Input for this task |
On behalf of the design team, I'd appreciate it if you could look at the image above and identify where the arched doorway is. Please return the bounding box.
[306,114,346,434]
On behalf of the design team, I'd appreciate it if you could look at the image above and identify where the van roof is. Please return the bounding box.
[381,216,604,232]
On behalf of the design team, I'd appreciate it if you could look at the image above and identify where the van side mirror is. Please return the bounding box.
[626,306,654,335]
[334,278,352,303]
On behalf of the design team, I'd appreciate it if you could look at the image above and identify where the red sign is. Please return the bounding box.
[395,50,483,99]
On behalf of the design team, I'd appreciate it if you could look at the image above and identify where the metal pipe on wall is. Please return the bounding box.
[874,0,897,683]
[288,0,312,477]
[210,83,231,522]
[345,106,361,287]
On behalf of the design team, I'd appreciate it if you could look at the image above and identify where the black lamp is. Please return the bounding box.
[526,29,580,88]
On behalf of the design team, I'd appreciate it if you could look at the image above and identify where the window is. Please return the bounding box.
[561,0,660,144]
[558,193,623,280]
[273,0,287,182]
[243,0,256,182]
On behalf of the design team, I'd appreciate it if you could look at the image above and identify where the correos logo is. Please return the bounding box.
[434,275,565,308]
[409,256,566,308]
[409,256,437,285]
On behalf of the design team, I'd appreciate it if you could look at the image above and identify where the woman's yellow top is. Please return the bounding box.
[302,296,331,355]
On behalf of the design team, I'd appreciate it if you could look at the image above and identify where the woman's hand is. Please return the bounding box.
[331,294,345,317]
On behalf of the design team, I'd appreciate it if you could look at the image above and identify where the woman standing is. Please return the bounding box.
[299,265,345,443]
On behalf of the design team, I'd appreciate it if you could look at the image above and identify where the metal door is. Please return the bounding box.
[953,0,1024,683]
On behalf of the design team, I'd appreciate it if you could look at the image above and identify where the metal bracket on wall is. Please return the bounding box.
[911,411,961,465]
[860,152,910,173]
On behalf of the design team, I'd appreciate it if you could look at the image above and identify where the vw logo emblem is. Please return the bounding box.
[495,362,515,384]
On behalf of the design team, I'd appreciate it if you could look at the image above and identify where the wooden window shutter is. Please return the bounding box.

Set exercise | Could you reproduce the part of the listing that opens with the line containing "roof is. Please return the bounding box." and closes with the line containing "[334,278,352,303]", switching every "van" to "truck" and changing nothing else?

Answer |
On behalf of the design team, I'd appreciate it if you could look at the image above and identify where the truck roof is. Please return the bounding box.
[381,216,604,232]
On behalf of the design team, I'd appreciate it if you could look at the image above and identify where the truck side mirror is. Please return the bounding box.
[626,306,654,335]
[334,278,352,303]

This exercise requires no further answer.